## Records excerpted from a collection
-*-
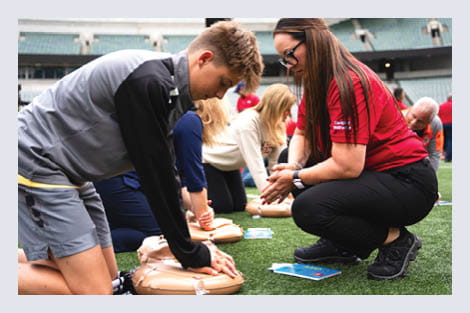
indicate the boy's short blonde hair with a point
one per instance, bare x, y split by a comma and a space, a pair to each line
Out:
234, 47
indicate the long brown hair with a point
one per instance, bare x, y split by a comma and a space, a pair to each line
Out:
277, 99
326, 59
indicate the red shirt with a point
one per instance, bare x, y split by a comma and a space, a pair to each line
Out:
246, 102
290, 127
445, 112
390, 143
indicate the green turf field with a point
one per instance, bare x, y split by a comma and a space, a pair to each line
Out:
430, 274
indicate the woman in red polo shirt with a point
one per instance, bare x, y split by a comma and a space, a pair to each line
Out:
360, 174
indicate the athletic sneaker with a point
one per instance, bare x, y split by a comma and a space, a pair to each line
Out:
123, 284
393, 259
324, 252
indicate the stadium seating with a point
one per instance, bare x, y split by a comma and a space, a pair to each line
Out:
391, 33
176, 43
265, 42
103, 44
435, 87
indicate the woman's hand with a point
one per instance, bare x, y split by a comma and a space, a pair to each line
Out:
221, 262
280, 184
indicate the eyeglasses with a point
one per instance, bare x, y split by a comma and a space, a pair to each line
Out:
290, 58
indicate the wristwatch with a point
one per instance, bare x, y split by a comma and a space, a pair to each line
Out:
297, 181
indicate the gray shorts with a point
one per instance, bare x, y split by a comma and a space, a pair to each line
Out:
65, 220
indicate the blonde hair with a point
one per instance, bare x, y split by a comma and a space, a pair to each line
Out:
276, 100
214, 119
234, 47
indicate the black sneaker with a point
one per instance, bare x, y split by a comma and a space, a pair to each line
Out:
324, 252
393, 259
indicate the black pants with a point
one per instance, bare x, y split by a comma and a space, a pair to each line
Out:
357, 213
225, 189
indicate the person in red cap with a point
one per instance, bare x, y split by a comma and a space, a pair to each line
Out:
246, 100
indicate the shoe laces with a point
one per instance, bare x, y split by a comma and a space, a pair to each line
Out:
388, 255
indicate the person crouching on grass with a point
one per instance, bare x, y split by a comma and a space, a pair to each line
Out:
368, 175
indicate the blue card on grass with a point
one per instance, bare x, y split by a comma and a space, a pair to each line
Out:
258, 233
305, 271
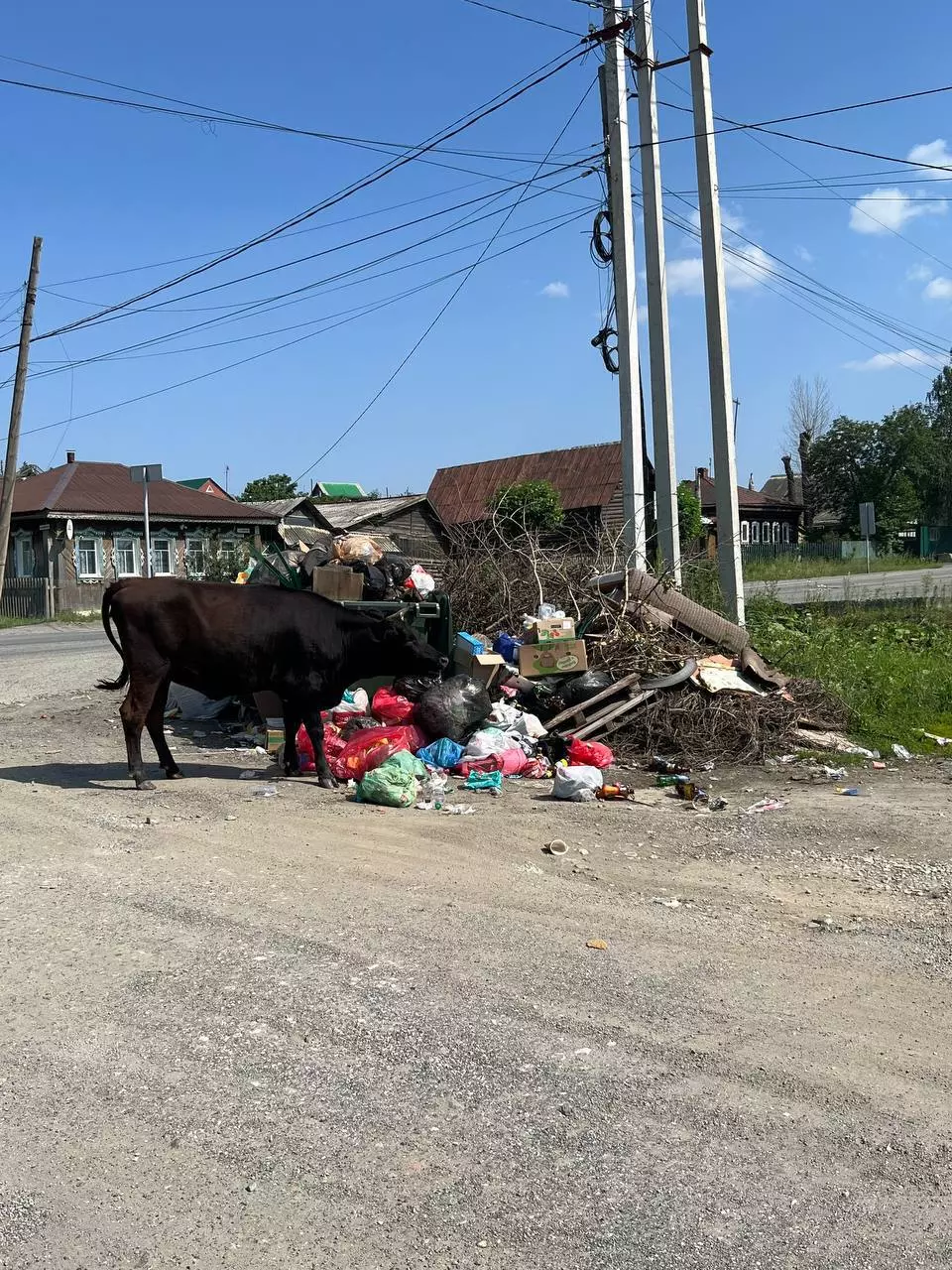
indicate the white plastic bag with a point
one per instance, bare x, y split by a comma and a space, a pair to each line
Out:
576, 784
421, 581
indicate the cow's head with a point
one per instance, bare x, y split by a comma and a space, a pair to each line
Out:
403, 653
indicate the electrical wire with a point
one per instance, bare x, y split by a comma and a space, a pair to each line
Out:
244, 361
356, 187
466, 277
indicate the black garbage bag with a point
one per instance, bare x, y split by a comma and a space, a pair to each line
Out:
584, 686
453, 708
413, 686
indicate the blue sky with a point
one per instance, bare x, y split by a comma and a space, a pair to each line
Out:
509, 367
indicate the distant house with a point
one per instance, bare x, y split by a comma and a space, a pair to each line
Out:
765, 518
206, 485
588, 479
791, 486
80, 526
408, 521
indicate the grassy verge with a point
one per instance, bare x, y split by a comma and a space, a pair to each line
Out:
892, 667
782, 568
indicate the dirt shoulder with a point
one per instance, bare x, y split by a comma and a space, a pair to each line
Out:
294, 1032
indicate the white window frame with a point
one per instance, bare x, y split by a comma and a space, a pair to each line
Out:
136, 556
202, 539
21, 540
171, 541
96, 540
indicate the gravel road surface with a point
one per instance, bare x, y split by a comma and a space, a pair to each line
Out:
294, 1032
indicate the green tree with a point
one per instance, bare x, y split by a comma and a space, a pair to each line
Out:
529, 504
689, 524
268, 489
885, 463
-*-
Output the records from the line containing "indicate the blue card on grass with a point" through the end of the records, both ends included, as a two-column CSV with the columns text and answer, one row per record, putting each value in a single quoted field and turning line breaks into spaces. Leave the pictures out.

## EXERCISE RESULT
text,answer
"indicate the blue card on grass with a point one per instance, bare x, y split by a comma and a space, a pair to each line Out:","258, 233 305, 271"
"indicate the white plastic bag with a point one per instance, bare x, y split by a comma and a space, a pair to each line Out:","576, 784 421, 581"
"indicate the cow's head with a point one per instance, bare x, y split by a comma and a space, a pair to each line Out:","403, 653"
"indicate the electrical wire with a point one per instance, bare x, y split by a comma and a space, a pair to each line Out:","244, 361 356, 187 466, 277"
"indicate the black garbage bag with a point one per instance, bare x, y split by a comma and a space, a pair to each line Out:","584, 686 453, 708 413, 686"
"indicate the blue sky with a point one per instance, bare x, y split by a comma and a space, a pair to each line Out:","509, 367"
"indicate the distant house with a point one per instance, bare x, y split by a comma and a space, a pair to each line Out:","765, 518 206, 485 588, 479 791, 486 80, 526 408, 521"
"indicate the grassy verge with a point one per instance, bare x, y split by a comma and a space, a pair to each line Out:","892, 667 782, 568"
"indicate the dirt shoulder with a point one per instance, bare x, y split by a comma and a space, a pair to each line Out:","294, 1032"
"indicate the white window frame with a point one per instance, bare x, y split by a comma and a space, a pair to each line Out:","136, 556 202, 539 21, 540 171, 541 96, 540"
"indicate the gravel road surface with a point one per instance, bare x, y split by a comma and a space, a pair to each line Out:","294, 1032"
"indicate the green tree with a point one per instance, bare x, y split by a comma and a space, a pair to each line Out:","529, 504 689, 524 268, 489 885, 463"